Vorliegender Text:
* * * * * * *

6. Durchhaltevermögen
Um in diesem Markt zu überleben, muss ein Hundetrainer durchhalten. Die Frage, die er/sie sich stellen sollte, ist diese hier: Wofür?
Was gibt dir der Job?
Wenn du Antworten hast, die dich tragen und treiben, wirst du es schaffen, dir einen Namen zu machen und am Markt bleiben. Dann ist es egal, wie viele Hundeschulen neben dir aus dem Boden sprießen. Jemand, der tief verwurzelt mit absoluter Überzeugung seine Arbeit tut, den kann niemand aus dem Geschäft kicken.
Dieser Job und der Markt der Hundeschulen ist kein einfacher. Ich habe keine Ahnung weshalb Hundeliebhaber so oft glauben, man könnte einfach so Hundetrainer werden und bleiben. Die nackte Realität ist diese hier: Die meisten können den Beruf nicht in Vollzeit ausüben, weil sie zu wenig Geld verdienen. Das liegt an ganz unterschiedlichen Dingen. Ich bin überzeugt, dass wir fachlich viel Talent da draußen haben – aber die Umsetzung als Unternehmer hapert. Dem gegenüber stehen unternehmerische Talente, die als Hundetrainer fachlich zum Davonlaufen sind. Das macht es unerfahrenen Hundehaltern sehr schwer, die Besten unter den Hundetrainern zu finden.
7. Konsequenz
Sie spiegelt sich im Job als Hundetrainer nicht nur in der Hundeerziehung wider: Konsequenz. Wer am Markt bleiben und vom Job leben will, muss vor allem konsequent die eigenen Regeln im Umgang mit Kundschaft befolgen. Die Frustration von Hundetrainern (dasselbe findet sich bei Tierärzten, Tierheilpraktikerin, Gassigehern…) durch die eigene Kundschaft ist enorm! Leute buchen Termine und erscheinen nicht bzw. sind nicht zu Hause zum vereinbarten Zeitpunkt. Obwohl es Allgemeine Geschäftsbedingungen gibt, bezahlen sie ihre Rechnungen nicht. Trainingspläne werden nicht umgesetzt. Auf Social Media Bewertungen verfasst, die keinerlei Bezug zum Thema haben. Manchen Kollegen wird sogar gedroht. Es werden grundlos Behörden beschäftigt, Gerichte involviert, Ämter der Stadt alarmiert und manchmal sind die Verursacher der Angriffe sogar andere Hundeschulen. Wer anständig arbeitet, hat als Hundetrainer nichts zu befürchten! Dennoch kostet es viel Zeit und Kraft. Was mich zum nächsten Punkt bringt.

* * * * * * *

Arbeitsauftrag:
Beantworte zum Text über Hundetrainer diese Fragen:
(a) Welche Frage soll sich ein Hundetrainer laut dem Abschnitt „Durchhaltevermögen“ stellen?
(b) Warum können die meisten den Beruf laut Text nicht in Vollzeit ausüben?
(c) Welche Regeln muss laut dem Abschnitt „Konsequenz“ konsequent befolgen, wer vom Job leben will?
Die anschließenden Daten sind eigenständiges Material und gehören nicht zum Text.

* * * * * * *

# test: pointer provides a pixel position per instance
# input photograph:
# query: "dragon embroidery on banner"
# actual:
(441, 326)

* * * * * * *

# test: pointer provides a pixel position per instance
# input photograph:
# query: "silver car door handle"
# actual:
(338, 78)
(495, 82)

* * * * * * *

Schriftliche Antwort:
(a) Die Frage lautet: „Wofür?“, also: „Was gibt dir der Job?“
(b) Sie verdienen zu wenig Geld.
(c) Die eigenen Regeln im Umgang mit der Kundschaft.